═══ TEXT PASSAGE
When the temperatures drop, the denim heads rejoice. That's because it's time to break out the thick, raw denim — the fabric that turns your legs into tropical rainforests when the thermostat reads anything above 80 degrees Fahrenheit. But unless you've already been working on a pair of good selvage jeans for a while, you're staring down the barrel leg of cardboard-stiff pants that take more than a little elbow grease to make comfortable.
There are plenty of sworn-by denim-conditioning techniques, depending on who you ask. Some guys bury 'em in the ground, supposedly because the earth's enzymes will help break down the starch. Other guys freeze 'em. Still others say there's no better method than hopping in the ocean with your new raws on. But if you don't have access to a shovel, freezer, or ocean, there's one method we recommend, thanks to New York denim-whisperer Shawn Joswick: Butter 'em up.
"I use shea butter," Joswick says. "It absorbs into the jeans and you get great vintage-looking fades. I'll rub that onto the backs of the knees, or the thighs. It's a little sheeny at first, but then it softens up. Plus, it's not going to seep through the denim; you won't feel it on your legs. Throughout the day I'll massage it into the jeans. Like when I'm sitting around, I'll just rub my hand against where I'm trying to get the fade."
Like anything else that usually takes a little time, you need to provide the right conditions for perfect wear. First, Joswick says, buy jeans that are just a little tight when you get them, so they'll stretch to fit your body perfectly. Then wear the hell out of them for about a month before your first wash. "You get a deeper contrast in the fade the longer you wait, but if you never wash your jeans, the oil's just going to keep breaking them down," he says. "That's why so many jeans fall apart. If you wait a month, you'll have a head start on those worn-in areas."
Using shea butter, a fat you can get at pretty much any drug store, is an easy method for cutting some wait time off of your wear-in, giving your new, off-the-rack jeans a cool, vintage look that doesn't take months of Tin Man-esque walking to achieve.
Still, Joswick says, you can't get those fades without moving around, letting your sweat play its part in breaking up some stubborn threads. So throw your new jeans on while it's still warm out, butter them up, and take a walk long enough to make you a little sweaty. Trust us: It won't take long.
══════
═══ INFORMATION GIVEN
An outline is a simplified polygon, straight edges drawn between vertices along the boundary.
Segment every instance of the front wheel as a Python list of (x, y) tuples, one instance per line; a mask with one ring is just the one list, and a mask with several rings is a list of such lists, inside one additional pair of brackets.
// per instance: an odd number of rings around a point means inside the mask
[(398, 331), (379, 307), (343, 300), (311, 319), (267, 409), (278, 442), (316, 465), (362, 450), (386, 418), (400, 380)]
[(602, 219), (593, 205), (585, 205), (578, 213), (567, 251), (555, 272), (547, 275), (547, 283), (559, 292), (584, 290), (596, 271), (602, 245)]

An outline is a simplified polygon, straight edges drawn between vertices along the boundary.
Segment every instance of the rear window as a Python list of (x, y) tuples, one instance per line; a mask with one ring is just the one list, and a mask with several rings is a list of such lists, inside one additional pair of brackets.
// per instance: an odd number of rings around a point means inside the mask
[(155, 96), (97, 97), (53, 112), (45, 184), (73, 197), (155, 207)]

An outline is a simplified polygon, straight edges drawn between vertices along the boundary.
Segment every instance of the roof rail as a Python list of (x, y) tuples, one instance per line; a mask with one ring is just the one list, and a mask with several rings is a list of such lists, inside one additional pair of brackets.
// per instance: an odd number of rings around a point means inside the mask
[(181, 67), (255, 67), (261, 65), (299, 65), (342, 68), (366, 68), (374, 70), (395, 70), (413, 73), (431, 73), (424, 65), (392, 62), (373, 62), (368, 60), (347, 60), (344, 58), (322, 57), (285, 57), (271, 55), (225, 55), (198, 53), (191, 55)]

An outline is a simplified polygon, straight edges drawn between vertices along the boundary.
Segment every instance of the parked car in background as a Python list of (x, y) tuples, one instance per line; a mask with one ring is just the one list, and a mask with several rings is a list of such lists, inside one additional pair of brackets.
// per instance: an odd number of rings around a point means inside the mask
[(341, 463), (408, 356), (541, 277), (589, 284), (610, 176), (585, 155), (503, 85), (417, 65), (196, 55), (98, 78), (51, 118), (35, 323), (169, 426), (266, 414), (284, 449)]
══════
→ **WHAT YOU HAVE TO DO**:
For each statement, say yes or no according to the denim article, and quote the words that decide it. 1. Joswick uses shea butter on his jeans. 2. Joswick advises washing new jeans right after buying them. 3. Shea butter rubbed on the jeans can be felt on the legs. Please rely only on the denim article, not the items.

→ **ANSWER SECTION**:
1. Yes: "I use shea butter," Joswick says.
2. No: "Then wear the hell out of them for about a month before your first wash."
3. No: "it's not going to seep through the denim; you won't feel it on your legs."